**What to work on:**
Rewrite the following records as a numbered list, leaving out any blank lines.

===== Given entries =====

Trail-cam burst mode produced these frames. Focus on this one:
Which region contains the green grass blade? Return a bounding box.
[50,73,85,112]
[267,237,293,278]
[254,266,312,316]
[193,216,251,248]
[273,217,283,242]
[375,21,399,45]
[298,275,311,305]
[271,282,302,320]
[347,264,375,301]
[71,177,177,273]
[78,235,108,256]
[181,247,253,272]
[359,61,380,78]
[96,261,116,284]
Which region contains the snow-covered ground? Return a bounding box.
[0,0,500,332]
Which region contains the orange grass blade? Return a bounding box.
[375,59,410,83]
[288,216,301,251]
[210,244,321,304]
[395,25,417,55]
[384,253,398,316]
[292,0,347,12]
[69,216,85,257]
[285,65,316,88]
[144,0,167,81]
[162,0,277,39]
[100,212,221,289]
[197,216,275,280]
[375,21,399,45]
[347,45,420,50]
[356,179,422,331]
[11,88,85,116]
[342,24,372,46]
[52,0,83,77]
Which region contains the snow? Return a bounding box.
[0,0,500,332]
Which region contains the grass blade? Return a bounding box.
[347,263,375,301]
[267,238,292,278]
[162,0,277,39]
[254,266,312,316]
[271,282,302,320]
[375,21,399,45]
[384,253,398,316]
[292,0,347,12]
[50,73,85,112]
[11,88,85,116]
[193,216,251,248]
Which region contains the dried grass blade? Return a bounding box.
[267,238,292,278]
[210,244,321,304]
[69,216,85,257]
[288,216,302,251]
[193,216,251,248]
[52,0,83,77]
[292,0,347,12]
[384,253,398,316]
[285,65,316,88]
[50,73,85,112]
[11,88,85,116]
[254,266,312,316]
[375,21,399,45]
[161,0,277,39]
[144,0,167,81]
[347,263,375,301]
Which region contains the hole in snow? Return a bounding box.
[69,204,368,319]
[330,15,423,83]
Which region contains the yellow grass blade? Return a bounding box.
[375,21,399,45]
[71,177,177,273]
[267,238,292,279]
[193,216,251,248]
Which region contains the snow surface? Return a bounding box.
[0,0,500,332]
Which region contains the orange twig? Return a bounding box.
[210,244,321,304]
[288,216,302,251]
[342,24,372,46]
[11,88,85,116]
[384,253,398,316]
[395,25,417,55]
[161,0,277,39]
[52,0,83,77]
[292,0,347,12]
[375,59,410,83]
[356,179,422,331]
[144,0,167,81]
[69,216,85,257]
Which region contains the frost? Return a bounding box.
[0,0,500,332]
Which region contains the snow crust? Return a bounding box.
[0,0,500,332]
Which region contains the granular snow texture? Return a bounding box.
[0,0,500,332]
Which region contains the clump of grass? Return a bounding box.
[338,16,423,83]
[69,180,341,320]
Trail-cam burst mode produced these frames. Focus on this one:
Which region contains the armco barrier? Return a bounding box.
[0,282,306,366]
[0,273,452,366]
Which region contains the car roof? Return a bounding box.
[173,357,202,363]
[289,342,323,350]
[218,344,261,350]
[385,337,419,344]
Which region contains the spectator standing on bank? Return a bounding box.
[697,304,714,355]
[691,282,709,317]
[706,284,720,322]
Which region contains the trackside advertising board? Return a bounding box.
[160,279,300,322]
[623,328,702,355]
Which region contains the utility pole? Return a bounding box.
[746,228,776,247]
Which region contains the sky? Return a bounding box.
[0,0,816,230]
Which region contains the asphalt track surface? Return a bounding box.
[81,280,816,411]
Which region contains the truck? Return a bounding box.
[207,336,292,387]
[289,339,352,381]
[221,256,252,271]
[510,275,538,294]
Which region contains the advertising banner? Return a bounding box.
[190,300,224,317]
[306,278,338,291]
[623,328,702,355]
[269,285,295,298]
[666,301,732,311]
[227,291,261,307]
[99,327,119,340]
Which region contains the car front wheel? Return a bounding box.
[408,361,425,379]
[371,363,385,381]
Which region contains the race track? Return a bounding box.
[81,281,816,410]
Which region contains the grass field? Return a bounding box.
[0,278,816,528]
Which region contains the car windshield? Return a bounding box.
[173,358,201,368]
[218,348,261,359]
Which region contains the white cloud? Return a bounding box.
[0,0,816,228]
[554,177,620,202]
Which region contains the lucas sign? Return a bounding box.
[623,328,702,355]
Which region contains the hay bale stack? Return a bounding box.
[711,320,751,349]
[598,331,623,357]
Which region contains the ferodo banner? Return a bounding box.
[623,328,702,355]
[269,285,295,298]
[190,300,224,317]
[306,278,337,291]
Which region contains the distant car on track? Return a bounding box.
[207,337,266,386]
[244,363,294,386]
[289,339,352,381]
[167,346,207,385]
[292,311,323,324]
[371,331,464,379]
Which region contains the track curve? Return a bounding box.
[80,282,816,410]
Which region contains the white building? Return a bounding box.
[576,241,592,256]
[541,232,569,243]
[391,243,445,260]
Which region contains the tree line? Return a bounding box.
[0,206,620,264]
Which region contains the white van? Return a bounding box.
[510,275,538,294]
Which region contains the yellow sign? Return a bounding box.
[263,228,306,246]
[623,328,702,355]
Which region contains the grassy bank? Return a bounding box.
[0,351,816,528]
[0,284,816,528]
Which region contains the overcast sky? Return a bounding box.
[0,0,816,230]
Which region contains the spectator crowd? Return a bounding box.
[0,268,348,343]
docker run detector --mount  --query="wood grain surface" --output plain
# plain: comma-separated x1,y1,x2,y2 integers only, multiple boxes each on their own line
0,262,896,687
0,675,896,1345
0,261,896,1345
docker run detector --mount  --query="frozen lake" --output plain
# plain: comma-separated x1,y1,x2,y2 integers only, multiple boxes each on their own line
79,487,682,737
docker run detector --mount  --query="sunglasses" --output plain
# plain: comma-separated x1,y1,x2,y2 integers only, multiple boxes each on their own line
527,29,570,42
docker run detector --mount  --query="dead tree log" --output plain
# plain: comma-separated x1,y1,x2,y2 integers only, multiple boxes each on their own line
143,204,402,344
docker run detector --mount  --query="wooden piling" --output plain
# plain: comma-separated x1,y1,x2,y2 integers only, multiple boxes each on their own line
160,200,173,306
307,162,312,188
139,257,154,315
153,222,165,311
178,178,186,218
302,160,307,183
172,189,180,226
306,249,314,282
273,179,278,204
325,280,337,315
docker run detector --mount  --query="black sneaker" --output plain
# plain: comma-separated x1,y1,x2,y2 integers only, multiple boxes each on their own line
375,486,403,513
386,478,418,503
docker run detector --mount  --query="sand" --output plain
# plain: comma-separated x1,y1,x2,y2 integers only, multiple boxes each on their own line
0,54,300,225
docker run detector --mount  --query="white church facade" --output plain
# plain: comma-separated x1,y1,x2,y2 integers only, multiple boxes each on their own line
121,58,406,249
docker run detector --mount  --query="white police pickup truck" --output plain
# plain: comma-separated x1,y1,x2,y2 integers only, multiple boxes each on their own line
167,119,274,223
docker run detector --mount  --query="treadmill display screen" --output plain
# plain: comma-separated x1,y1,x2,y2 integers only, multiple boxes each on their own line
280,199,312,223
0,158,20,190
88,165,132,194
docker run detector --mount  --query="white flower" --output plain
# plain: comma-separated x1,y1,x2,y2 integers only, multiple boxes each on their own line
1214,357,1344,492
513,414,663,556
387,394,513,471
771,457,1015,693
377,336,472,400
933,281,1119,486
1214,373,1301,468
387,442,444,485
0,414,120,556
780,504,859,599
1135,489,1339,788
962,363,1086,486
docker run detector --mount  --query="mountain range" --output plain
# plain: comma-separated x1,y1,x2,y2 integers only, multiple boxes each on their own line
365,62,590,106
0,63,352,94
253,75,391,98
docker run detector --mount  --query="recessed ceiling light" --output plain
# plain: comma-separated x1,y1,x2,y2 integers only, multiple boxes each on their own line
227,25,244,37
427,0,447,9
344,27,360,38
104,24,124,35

=====

**Response to this task:**
1. Trail-cam burst mode produced these frames. Focus on this one:
2. Which region contains the green grass blade? Return a bounding box.
3. [50,73,85,112]
4. [267,237,293,278]
5. [254,266,312,316]
6. [193,216,251,248]
7. [273,217,283,242]
8. [375,21,399,45]
9. [298,275,311,305]
10. [271,282,302,320]
11. [347,264,375,301]
12. [71,177,177,273]
13. [78,235,108,256]
14. [181,247,253,272]
15. [359,61,380,78]
16. [96,261,116,284]
17. Which region contains the snow-covered ground? Return a bounding box.
18. [0,0,500,332]
19. Which region contains the orange grass blade? Return a bounding box.
20. [375,59,410,83]
21. [288,216,301,251]
22. [210,244,321,304]
23. [395,25,417,55]
24. [384,253,398,316]
25. [292,0,347,12]
26. [69,216,85,257]
27. [285,65,316,88]
28. [144,0,167,81]
29. [162,0,277,39]
30. [100,212,221,289]
31. [197,216,275,280]
32. [375,21,399,45]
33. [347,45,420,50]
34. [356,179,422,331]
35. [11,88,85,116]
36. [342,24,372,46]
37. [52,0,83,77]
38. Which region contains the snow? Return a bounding box.
39. [0,0,500,332]
40. Which region contains the grass blade? Return a bounding box.
41. [347,263,375,301]
42. [267,238,292,278]
43. [162,0,277,39]
44. [254,266,312,316]
45. [271,282,302,320]
46. [375,21,399,45]
47. [384,253,398,316]
48. [292,0,347,12]
49. [50,73,85,112]
50. [11,88,85,116]
51. [193,216,251,248]
52. Which region contains the dried grass blade? Return a bounding box.
53. [267,238,292,278]
54. [210,244,321,304]
55. [69,216,85,257]
56. [288,216,302,251]
57. [193,216,251,248]
58. [52,0,83,77]
59. [292,0,347,12]
60. [384,253,398,316]
61. [285,65,316,88]
62. [50,73,85,112]
63. [11,88,85,116]
64. [254,266,312,316]
65. [375,21,399,45]
66. [161,0,277,39]
67. [144,0,167,81]
68. [347,263,375,301]
69. Which region contains the hole in snow? Return a bounding box.
70. [69,204,368,319]
71. [330,15,423,83]
72. Which region contains the yellow grass blade? Return a bounding box.
73. [375,21,399,45]
74. [71,177,177,273]
75. [267,238,292,279]
76. [193,216,251,248]
77. Which region contains the snow surface? Return a bounding box.
78. [0,0,500,332]
79. Which region contains the orange twig? Return a bounding box.
80. [210,244,321,304]
81. [288,216,302,251]
82. [342,24,372,46]
83. [11,88,85,116]
84. [384,253,398,316]
85. [395,25,417,55]
86. [161,0,277,39]
87. [52,0,83,77]
88. [292,0,347,12]
89. [375,59,410,83]
90. [356,179,422,331]
91. [144,0,167,81]
92. [69,216,85,257]
93. Which region contains the frost? Return a bounding box.
94. [0,0,500,332]
95. Which region contains the snow crust? Return a bounding box.
96. [0,0,500,332]
97. Which region contains the granular snow texture? Return a bounding box.
98. [0,0,500,332]
99. Which region contains the clump of grass? Return a bounding box.
100. [338,16,423,83]
101. [69,180,341,320]
102. Trail-cam burst mode produced these frames. Focus on this one:
103. Which region contains the armco barrier? Return a bounding box.
104. [0,282,306,366]
105. [0,273,452,366]
106. Which region contains the car roof? Return a bounding box.
107. [173,357,202,363]
108. [289,342,323,350]
109. [218,344,261,350]
110. [385,337,419,344]
111. Which region contains the spectator standing on bank? Return a bounding box.
112. [697,304,714,355]
113. [691,282,709,317]
114. [706,284,720,322]
115. Which region contains the trackside advertising board? Return a bounding box.
116. [160,279,300,322]
117. [623,328,702,355]
118. Which region contains the utility pole? Return a bounding box.
119. [746,228,776,247]
120. Which region contains the sky? Return a bounding box.
121. [0,0,816,230]
122. Which region contains the asphalt track surface? Return a bounding box.
123. [81,280,816,411]
124. Which region contains the truck? Return a bounding box.
125. [207,336,292,387]
126. [289,339,352,381]
127. [221,256,252,271]
128. [510,275,538,294]
129. Which region contains the advertising banner? Return a bounding box.
130. [190,300,224,317]
131. [306,278,338,291]
132. [623,328,702,355]
133. [269,285,295,298]
134. [666,301,732,311]
135. [227,291,261,307]
136. [99,327,119,340]
137. Which region contains the car front wheel? Return a bounding box.
138. [408,361,425,379]
139. [371,363,385,381]
140. Which region contains the race track? Return a bounding box.
141. [81,281,816,410]
142. Which region contains the grass field? Return a bounding box.
143. [0,278,816,528]
144. Which region contains the car windshield? Return a bounding box.
145. [173,358,201,368]
146. [218,348,261,359]
147. Which region contains the white cloud? Return a bounding box.
148. [0,0,816,228]
149. [554,177,620,202]
150. Which region contains the lucas sign? Return a bounding box.
151. [623,328,702,355]
152. Which region contains the hay bale stack? Return a bounding box.
153. [711,320,751,349]
154. [598,331,623,357]
155. Which region contains the ferodo banner? Return a bounding box.
156. [623,328,702,355]
157. [269,285,295,298]
158. [190,300,224,317]
159. [306,278,337,291]
160. Which region contains the distant car on track? Return a bounding box.
161. [207,337,266,386]
162. [244,363,294,386]
163. [289,339,352,381]
164. [167,346,207,385]
165. [292,311,323,324]
166. [371,331,464,379]
167. Which region contains the track curve? Return a bounding box.
168. [80,282,816,410]
169. Which region contains the white building? Return a bounding box.
170. [576,241,592,256]
171. [541,232,569,243]
172. [391,243,445,260]
173. Which region contains the tree line? Return a bounding box.
174. [0,206,620,264]
175. Which region contains the white van? Return a bounding box.
176. [510,275,538,294]
177. Which region contains the yellow sign? Return a bounding box.
178. [263,228,306,246]
179. [623,328,702,355]
180. Which region contains the grassy bank? Return a bounding box.
181. [0,351,816,528]
182. [0,284,816,528]
183. Which region contains the overcast sky? Return a bounding box.
184. [0,0,816,230]
185. Which region contains the spectator crowd? Return a bounding box.
186. [0,268,348,343]
187. docker run detector --mount  --query="wood grain surface" --output plain
188. # plain: comma-separated x1,y1,x2,y2 integers only, multiple boxes each on their own line
189. 0,262,896,687
190. 0,675,896,1345
191. 0,261,896,1345
192. docker run detector --mount  --query="frozen lake" --output plain
193. # plain: comma-separated x1,y1,x2,y2 integers only, multiple boxes each on their own line
194. 79,487,682,737
195. docker run detector --mount  --query="sunglasses" --output plain
196. # plain: comma-separated x1,y1,x2,y2 integers only, multiple boxes each on their own line
197. 527,29,570,42
198. docker run detector --mount  --query="dead tree log" --output plain
199. # plain: comma-separated x1,y1,x2,y2 integers only, multiple boxes each on their own line
200. 143,204,402,344
201. docker run detector --mount  --query="wooden piling" --output plain
202. # plain: comma-separated x1,y1,x2,y2 integers only, multiple boxes each on their own line
203. 160,200,173,306
204. 307,162,312,188
205. 139,257,154,315
206. 153,222,165,311
207. 178,178,186,218
208. 302,160,307,183
209. 172,189,180,226
210. 306,249,314,282
211. 273,179,278,204
212. 325,280,337,315
213. docker run detector --mount  --query="black sneaker" --output plain
214. # plain: comma-separated x1,y1,x2,y2 integers only, multiple boxes each on their own line
215. 375,486,403,513
216. 386,478,418,503
217. docker run detector --mount  --query="sand" --output plain
218. # plain: comma-separated x1,y1,x2,y2 integers only, multiple boxes each on their own line
219. 0,54,300,225
220. docker run detector --mount  --query="white church facade" --output plain
221. # plain: comma-separated x1,y1,x2,y2 integers only, multiple boxes each on their own line
222. 121,58,406,249
223. docker run detector --mount  --query="white police pickup truck" --output plain
224. # plain: comma-separated x1,y1,x2,y2 integers only, multiple boxes each on their own line
225. 167,119,274,223
226. docker run detector --mount  --query="treadmill display screen" --output plain
227. # plain: comma-separated x1,y1,x2,y2 integers only, multiple boxes each on their own line
228. 280,199,312,223
229. 0,158,20,190
230. 88,165,132,194
231. docker run detector --mount  --query="white flower" --output plain
232. # plain: comma-separated x1,y1,x2,y2 integers only, multiple boxes each on their own line
233. 1214,357,1344,492
234. 513,414,663,556
235. 387,394,513,471
236. 771,457,1015,693
237. 377,336,472,400
238. 933,281,1119,486
239. 1214,373,1301,468
240. 387,442,444,485
241. 0,414,120,556
242. 780,504,859,599
243. 1135,489,1339,788
244. 962,363,1086,486
245. docker run detector --mount  --query="mountain range" --output plain
246. # plain: comma-separated x1,y1,x2,y2 integers only, multiple boxes each on their own line
247. 365,62,590,106
248. 0,63,352,94
249. 253,75,391,98
250. docker run detector --mount  --query="recessed ceiling light" --output plain
251. # plain: comma-separated x1,y1,x2,y2 integers only, multiple boxes each on their own line
252. 227,25,244,37
253. 427,0,447,9
254. 344,27,360,38
255. 104,24,124,35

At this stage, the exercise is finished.